Rows from a collection
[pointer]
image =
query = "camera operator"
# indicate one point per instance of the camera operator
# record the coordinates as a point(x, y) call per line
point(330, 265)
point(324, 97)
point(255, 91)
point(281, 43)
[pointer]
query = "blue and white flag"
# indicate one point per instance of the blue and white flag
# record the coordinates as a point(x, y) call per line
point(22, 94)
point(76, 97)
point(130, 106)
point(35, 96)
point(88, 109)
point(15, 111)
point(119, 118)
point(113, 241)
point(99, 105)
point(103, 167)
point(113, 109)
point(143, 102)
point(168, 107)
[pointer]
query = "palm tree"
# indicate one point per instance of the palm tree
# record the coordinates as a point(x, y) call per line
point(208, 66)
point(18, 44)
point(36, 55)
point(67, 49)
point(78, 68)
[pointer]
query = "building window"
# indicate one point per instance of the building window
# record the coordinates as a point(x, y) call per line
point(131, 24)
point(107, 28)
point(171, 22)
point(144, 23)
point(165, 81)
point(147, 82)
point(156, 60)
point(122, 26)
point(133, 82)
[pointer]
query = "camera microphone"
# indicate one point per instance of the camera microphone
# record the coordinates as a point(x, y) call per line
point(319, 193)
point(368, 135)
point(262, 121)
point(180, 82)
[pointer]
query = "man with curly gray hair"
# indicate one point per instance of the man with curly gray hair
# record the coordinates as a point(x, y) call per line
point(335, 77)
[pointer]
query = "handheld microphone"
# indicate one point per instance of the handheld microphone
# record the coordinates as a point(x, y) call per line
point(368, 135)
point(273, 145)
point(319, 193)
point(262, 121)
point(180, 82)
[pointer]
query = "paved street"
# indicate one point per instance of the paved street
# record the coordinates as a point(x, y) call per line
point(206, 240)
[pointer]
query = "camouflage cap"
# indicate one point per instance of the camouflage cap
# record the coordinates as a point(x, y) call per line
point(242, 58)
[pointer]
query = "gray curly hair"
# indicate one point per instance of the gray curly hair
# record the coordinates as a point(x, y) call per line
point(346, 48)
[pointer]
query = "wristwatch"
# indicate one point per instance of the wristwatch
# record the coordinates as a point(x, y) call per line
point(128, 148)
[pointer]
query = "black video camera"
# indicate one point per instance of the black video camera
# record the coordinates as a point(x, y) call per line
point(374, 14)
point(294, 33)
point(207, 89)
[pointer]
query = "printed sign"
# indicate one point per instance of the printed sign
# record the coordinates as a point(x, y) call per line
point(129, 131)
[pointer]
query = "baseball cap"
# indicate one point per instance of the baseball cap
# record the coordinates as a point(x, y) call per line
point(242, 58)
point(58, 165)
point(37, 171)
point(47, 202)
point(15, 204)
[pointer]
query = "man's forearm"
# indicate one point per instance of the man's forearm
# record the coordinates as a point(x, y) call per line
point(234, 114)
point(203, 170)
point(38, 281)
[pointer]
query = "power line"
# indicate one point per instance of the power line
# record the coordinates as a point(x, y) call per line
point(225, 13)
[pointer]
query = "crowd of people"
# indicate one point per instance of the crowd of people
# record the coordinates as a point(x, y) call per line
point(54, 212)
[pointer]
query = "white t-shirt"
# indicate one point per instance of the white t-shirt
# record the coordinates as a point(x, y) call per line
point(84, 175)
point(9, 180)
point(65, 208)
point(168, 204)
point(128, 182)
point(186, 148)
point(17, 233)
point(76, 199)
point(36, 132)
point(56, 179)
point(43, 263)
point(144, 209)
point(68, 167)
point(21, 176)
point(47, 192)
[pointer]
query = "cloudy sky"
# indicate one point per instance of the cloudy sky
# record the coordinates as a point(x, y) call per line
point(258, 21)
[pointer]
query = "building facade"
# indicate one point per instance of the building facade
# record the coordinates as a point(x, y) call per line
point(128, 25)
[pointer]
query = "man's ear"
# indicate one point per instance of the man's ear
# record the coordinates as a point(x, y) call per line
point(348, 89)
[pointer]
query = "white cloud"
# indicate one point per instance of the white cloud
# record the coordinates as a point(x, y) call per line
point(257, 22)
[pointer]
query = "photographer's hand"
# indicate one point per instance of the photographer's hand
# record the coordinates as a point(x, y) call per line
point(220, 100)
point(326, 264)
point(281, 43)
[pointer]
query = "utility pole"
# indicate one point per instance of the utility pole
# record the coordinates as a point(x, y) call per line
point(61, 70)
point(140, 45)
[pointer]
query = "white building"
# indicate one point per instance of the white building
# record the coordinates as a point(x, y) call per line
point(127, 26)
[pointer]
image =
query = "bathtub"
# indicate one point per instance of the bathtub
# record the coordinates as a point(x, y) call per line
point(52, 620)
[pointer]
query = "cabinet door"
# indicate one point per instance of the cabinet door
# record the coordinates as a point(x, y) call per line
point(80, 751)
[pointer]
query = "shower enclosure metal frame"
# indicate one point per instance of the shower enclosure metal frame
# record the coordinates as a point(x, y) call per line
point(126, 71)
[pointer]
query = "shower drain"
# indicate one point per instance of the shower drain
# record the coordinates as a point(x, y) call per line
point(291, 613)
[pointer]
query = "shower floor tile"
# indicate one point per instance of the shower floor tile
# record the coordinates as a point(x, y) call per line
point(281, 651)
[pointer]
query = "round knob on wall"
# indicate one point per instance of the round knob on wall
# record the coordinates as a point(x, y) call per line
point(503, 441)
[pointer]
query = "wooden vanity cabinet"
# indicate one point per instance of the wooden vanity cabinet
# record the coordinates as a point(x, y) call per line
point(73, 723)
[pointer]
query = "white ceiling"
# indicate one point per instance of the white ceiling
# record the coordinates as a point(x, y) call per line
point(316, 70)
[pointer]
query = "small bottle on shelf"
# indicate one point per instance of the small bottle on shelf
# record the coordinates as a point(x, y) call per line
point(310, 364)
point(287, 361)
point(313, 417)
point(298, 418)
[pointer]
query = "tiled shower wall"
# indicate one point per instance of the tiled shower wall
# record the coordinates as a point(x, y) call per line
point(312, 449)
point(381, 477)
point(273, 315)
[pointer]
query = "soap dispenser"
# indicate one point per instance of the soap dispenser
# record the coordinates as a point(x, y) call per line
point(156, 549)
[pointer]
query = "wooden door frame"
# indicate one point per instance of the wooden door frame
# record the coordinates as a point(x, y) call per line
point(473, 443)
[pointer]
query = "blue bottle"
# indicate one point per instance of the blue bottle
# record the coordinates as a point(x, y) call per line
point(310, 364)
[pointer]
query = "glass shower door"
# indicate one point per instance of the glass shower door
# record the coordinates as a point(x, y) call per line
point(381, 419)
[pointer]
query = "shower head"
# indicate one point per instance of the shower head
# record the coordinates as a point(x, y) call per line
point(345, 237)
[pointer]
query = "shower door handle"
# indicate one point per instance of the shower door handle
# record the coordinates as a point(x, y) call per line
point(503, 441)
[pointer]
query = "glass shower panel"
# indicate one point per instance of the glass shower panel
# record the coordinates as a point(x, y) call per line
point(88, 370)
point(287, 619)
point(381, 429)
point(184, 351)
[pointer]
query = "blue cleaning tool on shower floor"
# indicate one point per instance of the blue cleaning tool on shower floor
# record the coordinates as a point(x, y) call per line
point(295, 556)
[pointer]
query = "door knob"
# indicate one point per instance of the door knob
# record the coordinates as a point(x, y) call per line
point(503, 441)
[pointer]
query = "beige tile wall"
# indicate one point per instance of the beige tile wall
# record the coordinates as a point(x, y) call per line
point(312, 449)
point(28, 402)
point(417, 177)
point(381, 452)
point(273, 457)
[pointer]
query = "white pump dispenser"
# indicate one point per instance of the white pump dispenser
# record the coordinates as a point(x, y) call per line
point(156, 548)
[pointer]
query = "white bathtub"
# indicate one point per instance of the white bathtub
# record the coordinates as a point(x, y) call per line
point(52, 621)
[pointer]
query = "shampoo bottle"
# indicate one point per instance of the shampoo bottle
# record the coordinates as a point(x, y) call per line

> **Exercise objective**
Please copy out these rows word for word, from the first row to the last.

> **Exercise result**
[pointer]
image =
query = "camera operator"
# indicate one point per instance of the camera operator
# record the coordinates as a point(x, y) call per line
point(330, 265)
point(324, 97)
point(255, 91)
point(281, 43)
[pointer]
query = "blue and white flag"
# indicate one point per instance of the blue and white flag
# record the coordinates as a point(x, y) call per line
point(22, 94)
point(76, 97)
point(130, 106)
point(35, 96)
point(88, 109)
point(15, 111)
point(119, 118)
point(113, 241)
point(99, 105)
point(103, 167)
point(113, 109)
point(143, 102)
point(168, 107)
[pointer]
query = "palm tree"
# indicate one point per instance of the palm tree
# record the coordinates as a point(x, y) call per line
point(208, 66)
point(18, 44)
point(36, 55)
point(67, 49)
point(78, 68)
[pointer]
query = "building window"
# indicate one point per instance of the building window
# record the coordinates as a point(x, y) call per line
point(131, 24)
point(107, 28)
point(171, 22)
point(144, 23)
point(165, 81)
point(147, 82)
point(156, 60)
point(122, 26)
point(133, 82)
[pointer]
query = "camera microphone"
# indicate one point per instance of the camera microphone
# record the coordinates as a point(x, y) call per line
point(319, 193)
point(368, 135)
point(262, 121)
point(180, 82)
[pointer]
query = "man with curly gray hair"
# indicate one point per instance of the man with curly gray hair
# record the coordinates as a point(x, y) call per line
point(335, 77)
[pointer]
query = "handheld microphone"
# indicate one point per instance of the handheld microphone
# record the coordinates as a point(x, y) call per line
point(368, 135)
point(273, 145)
point(319, 193)
point(262, 121)
point(180, 82)
[pointer]
query = "paved street"
# indicate one point per instance of the paved street
# record the coordinates as a point(x, y) call per line
point(206, 240)
[pointer]
query = "camouflage cap"
# indicate one point per instance of the camouflage cap
# record the coordinates as a point(x, y) call per line
point(242, 58)
[pointer]
query = "gray curly hair"
# indicate one point per instance of the gray curly hair
# record the coordinates as a point(x, y) call per line
point(346, 48)
[pointer]
query = "wristwatch"
# indicate one point per instance of the wristwatch
# record the coordinates as a point(x, y) call per line
point(128, 148)
[pointer]
query = "black video camera"
# indicate one point per instance of the black video camera
# record the coordinates as a point(x, y) call per line
point(374, 14)
point(294, 33)
point(207, 89)
[pointer]
query = "printed sign"
# indicate one point per instance of the printed sign
# record the coordinates as a point(x, y) call per line
point(129, 131)
[pointer]
query = "baseball cap"
# indicate one point per instance of the baseball cap
# record the coordinates as a point(x, y) call per line
point(242, 58)
point(58, 165)
point(37, 171)
point(47, 202)
point(15, 204)
[pointer]
query = "man's forearm"
# indicate one point per instance of the man's forearm
# record the coordinates as a point(x, y) call per line
point(234, 114)
point(203, 170)
point(38, 281)
[pointer]
query = "power line"
# indicate one point per instance of the power line
# record the coordinates as a point(x, y) call per line
point(225, 13)
[pointer]
query = "crowd of people"
# indicate one point per instance of the crowd of people
# record the coordinates as a point(x, y) call per line
point(54, 212)
[pointer]
query = "white t-shirt"
# indicate one point per instance of the white t-shirt
# record the coordinates as a point(x, y) call per line
point(84, 175)
point(9, 180)
point(65, 208)
point(168, 204)
point(128, 182)
point(186, 148)
point(17, 233)
point(76, 199)
point(36, 132)
point(56, 179)
point(43, 263)
point(144, 209)
point(68, 167)
point(21, 176)
point(47, 192)
[pointer]
query = "cloudy sky"
# indicate one point per instance of the cloudy sky
# record the coordinates as a point(x, y) call per line
point(258, 21)
[pointer]
query = "building facade"
# indicate one point per instance of the building facade
# record the coordinates as a point(x, y) call per line
point(128, 25)
[pointer]
query = "man's ear"
# indicate one point per instance of the man's ear
# record the coordinates as a point(x, y) call per line
point(348, 89)
[pointer]
query = "white cloud"
# indicate one point per instance of the white cloud
# record the coordinates as a point(x, y) call per line
point(257, 22)
[pointer]
query = "photographer's hand"
# indicate one point per instance of the photographer's hand
# record the coordinates as a point(x, y) call per line
point(220, 100)
point(326, 264)
point(281, 43)
[pointer]
query = "utility pole"
# indicate one point per instance of the utility pole
# record the coordinates as a point(x, y) call per line
point(61, 70)
point(140, 45)
[pointer]
query = "white building"
# indicate one point per instance of the white building
# record the coordinates as a point(x, y) call per line
point(127, 26)
[pointer]
image =
query = "bathtub"
# indicate one point per instance of the bathtub
# record the coordinates as a point(x, y) call per line
point(52, 620)
[pointer]
query = "cabinet door"
# indicate one point per instance of the cabinet door
# record the coordinates as a point(x, y) call per line
point(80, 751)
[pointer]
query = "shower enclosure metal frame"
# indicate one point per instance of the shower enclosure metal frame
# record the coordinates as a point(x, y) call per line
point(126, 71)
[pointer]
query = "shower drain"
# indicate one point per instance of the shower drain
# record the coordinates as a point(x, y) call per line
point(291, 613)
[pointer]
query = "shower floor tile"
# indicate one point per instance of the shower floor tile
# record the coordinates as a point(x, y) call per line
point(281, 651)
[pointer]
query = "round knob on wall"
# indicate one point per instance of the round knob on wall
# record the coordinates as a point(x, y) call per line
point(503, 441)
[pointer]
query = "wooden vanity cabinet"
# indicate one point per instance of the wooden vanity cabinet
# record the coordinates as a point(x, y) call per line
point(73, 723)
[pointer]
query = "white ceiling"
# indicate one point per instance of the white ceiling
# record the coordinates as a point(x, y) call per line
point(316, 70)
[pointer]
query = "small bottle on shelf"
# indicate one point per instance of the small bottle on shelf
# record the coordinates as a point(x, y) call per line
point(310, 364)
point(287, 361)
point(313, 417)
point(298, 418)
[pointer]
query = "tiled shower wall"
# indicate one point per instance of the tiled shower wall
# record the coordinates as a point(x, y) call per line
point(312, 449)
point(381, 477)
point(273, 315)
[pointer]
query = "soap dispenser"
# indicate one point per instance of the soap dispenser
# record the coordinates as a point(x, y) call per line
point(156, 549)
[pointer]
query = "wooden door frame"
# indicate one point per instance of the wooden door frame
# record the coordinates as a point(x, y) call per line
point(473, 443)
[pointer]
query = "blue bottle"
# indicate one point per instance of the blue bottle
# record the coordinates as a point(x, y) call per line
point(310, 364)
[pointer]
query = "glass shower door"
# indicate one point per instance of the glass shower door
# record the coordinates as a point(x, y) call per line
point(381, 419)
[pointer]
query = "shower head"
# indicate one point per instance of the shower head
# record the coordinates as a point(x, y) call per line
point(345, 237)
[pointer]
query = "shower door handle"
# indicate one point per instance of the shower door handle
# record the coordinates as a point(x, y) call per line
point(503, 441)
[pointer]
query = "glass shower panel"
# indicate one point per instance of the glass shower panel
# record the coordinates as a point(x, y) call per line
point(88, 370)
point(287, 619)
point(381, 429)
point(184, 351)
[pointer]
query = "blue cleaning tool on shower floor"
# indicate one point per instance of the blue cleaning tool on shower floor
# record the coordinates as a point(x, y) call per line
point(295, 556)
[pointer]
query = "door knob"
# indicate one point per instance of the door knob
# record the coordinates as a point(x, y) call per line
point(503, 441)
[pointer]
query = "beige tile wall"
# indicate one point per instance of the beige tile wall
# record the coordinates as a point(x, y) call per line
point(312, 449)
point(28, 402)
point(417, 177)
point(381, 452)
point(273, 457)
[pointer]
query = "white pump dispenser"
# indicate one point per instance of the white pump dispenser
# record the coordinates as a point(x, y) call per line
point(156, 548)
[pointer]
query = "white bathtub"
# indicate one point per instance of the white bathtub
# record the coordinates as a point(x, y) call per line
point(52, 621)
[pointer]
query = "shampoo bottle"
# indicate one point per instance of the shampoo bottle
# record the coordinates as a point(x, y) call per line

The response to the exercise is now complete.